*Your instructions*: Give back exactly the line that contains "of the beige" and all the lines after it in the records below, to the very last, with no other output.

*Exercise inputs*:
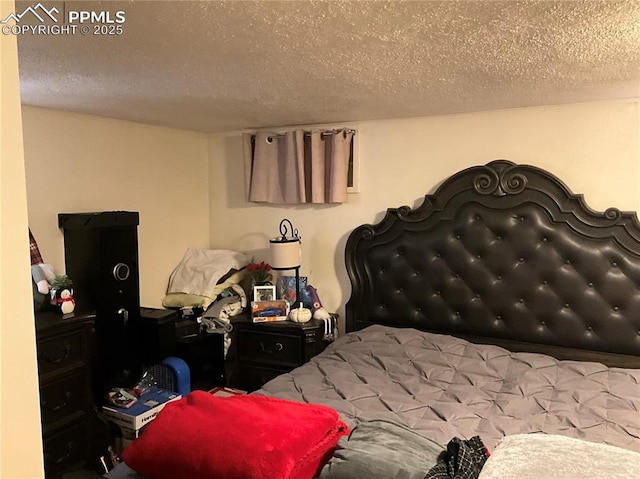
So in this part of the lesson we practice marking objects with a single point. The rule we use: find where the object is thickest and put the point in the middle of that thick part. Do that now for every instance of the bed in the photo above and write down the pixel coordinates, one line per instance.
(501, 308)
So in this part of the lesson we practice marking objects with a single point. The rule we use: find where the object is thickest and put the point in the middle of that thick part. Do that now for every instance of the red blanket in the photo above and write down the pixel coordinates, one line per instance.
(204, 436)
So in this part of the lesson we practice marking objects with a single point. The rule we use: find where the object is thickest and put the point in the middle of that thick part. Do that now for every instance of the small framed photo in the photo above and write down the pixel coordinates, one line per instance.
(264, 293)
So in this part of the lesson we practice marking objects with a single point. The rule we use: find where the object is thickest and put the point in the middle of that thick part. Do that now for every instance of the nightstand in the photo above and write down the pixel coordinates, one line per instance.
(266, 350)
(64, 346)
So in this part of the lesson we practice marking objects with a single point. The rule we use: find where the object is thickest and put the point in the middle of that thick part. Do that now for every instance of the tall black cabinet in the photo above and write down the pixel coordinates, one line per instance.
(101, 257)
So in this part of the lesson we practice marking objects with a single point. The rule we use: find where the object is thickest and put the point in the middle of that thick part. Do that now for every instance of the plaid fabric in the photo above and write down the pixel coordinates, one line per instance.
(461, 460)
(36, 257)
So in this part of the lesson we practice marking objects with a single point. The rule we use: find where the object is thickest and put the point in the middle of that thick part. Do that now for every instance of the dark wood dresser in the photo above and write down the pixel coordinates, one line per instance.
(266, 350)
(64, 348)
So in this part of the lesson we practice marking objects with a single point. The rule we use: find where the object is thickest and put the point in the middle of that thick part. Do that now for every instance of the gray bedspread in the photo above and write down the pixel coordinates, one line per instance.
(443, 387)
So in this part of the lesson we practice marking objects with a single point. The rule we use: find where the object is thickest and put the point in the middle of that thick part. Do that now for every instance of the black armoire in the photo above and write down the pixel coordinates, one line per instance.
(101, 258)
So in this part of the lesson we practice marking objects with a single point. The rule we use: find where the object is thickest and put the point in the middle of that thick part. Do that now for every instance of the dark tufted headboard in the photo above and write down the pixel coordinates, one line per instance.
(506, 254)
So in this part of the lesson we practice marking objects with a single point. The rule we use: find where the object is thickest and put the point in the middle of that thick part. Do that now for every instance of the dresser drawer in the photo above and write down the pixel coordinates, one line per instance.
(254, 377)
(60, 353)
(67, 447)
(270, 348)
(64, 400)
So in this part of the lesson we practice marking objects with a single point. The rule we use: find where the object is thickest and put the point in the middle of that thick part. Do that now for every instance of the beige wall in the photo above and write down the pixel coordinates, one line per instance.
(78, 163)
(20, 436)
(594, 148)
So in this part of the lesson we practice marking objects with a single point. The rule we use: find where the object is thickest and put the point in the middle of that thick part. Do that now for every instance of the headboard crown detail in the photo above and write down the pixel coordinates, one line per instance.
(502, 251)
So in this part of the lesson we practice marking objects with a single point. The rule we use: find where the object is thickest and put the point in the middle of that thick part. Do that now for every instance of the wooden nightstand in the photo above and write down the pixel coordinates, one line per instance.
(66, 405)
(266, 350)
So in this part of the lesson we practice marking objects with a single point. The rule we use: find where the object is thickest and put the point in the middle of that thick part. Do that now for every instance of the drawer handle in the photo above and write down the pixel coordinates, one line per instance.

*Solution to this task*:
So in this part of the lesson we practice marking objects with a single point. The rule we use: find where the object is thickest and put the point in the middle of that thick part. Do that now for every instance of the beige wall in the photo above and write down the pixel coordinates, one line per instance.
(78, 163)
(20, 436)
(594, 148)
So in this part of the lesson we practice marking objects with a single point. The rule we use: find where the object is thickest and put the point in the middle of that thick part. Do that now for every instance of the headboard crown detail in the photo above and write down the pixel coordinates, one line per instance.
(502, 251)
So in this part of the lesson we practice marking objects with a single point. The rule we use: find where the object is thickest and put the point in the middle of that thick part. Do that now for every instance of the wooden nightstand in the photo above and write down the pixel coordinates, one line per instance.
(66, 405)
(266, 350)
So in this part of the lesson we practice marking objects with a single point. The rule we use: find where the object is thickest and put the point in the middle of that thick part. Do that now for every instance of the drawer handle in the photo above and write down the pixel coordinates, one line per instance.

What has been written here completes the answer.